| Exercise |
Exact reproduction is required for the lines below starting at the line with "Pin the curtain" and ending at the line with "Target: curtain", both included. No other lines, and no pictures.

| Given records |
══════

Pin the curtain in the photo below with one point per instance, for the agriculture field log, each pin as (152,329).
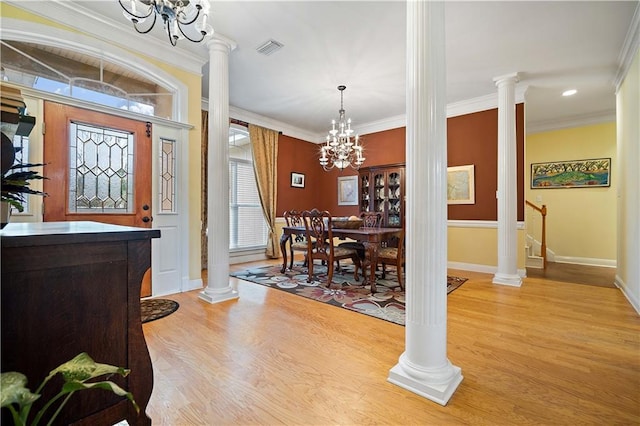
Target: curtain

══════

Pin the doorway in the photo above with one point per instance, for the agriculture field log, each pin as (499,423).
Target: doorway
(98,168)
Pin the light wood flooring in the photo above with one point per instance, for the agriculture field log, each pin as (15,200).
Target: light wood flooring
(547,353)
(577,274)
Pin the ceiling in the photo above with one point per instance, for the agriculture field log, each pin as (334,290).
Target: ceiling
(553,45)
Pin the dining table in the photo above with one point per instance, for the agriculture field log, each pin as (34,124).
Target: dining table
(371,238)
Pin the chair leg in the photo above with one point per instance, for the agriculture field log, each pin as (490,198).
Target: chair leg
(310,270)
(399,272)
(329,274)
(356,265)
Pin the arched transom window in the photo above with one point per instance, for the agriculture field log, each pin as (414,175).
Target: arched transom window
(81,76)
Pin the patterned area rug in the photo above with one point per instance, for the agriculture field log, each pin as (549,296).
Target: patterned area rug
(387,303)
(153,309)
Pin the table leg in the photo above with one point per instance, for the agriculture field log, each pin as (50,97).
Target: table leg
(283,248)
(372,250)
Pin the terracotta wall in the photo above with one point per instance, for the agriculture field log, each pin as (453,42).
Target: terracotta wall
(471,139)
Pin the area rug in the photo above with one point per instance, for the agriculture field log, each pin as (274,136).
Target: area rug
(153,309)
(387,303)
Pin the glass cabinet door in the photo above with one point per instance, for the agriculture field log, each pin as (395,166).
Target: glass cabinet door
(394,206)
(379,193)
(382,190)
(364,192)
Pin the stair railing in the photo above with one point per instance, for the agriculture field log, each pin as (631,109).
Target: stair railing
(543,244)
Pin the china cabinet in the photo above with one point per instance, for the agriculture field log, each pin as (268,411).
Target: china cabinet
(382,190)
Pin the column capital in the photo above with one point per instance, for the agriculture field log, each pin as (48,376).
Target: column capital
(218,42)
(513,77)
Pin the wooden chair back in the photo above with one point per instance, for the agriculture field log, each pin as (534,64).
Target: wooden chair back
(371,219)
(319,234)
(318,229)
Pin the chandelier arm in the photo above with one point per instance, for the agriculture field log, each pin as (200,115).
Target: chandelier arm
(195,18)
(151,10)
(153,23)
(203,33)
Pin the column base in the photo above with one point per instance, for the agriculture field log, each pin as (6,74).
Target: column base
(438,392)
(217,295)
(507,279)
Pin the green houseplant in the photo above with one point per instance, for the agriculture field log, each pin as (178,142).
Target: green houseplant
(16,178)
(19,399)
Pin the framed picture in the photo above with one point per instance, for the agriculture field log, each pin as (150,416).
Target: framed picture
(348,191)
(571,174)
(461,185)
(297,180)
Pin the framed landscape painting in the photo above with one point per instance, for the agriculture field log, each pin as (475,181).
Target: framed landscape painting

══════

| Answer area |
Pin the curtain in the photo below with one point per instance, for the agriculture field log, each pin as (152,329).
Target: curtain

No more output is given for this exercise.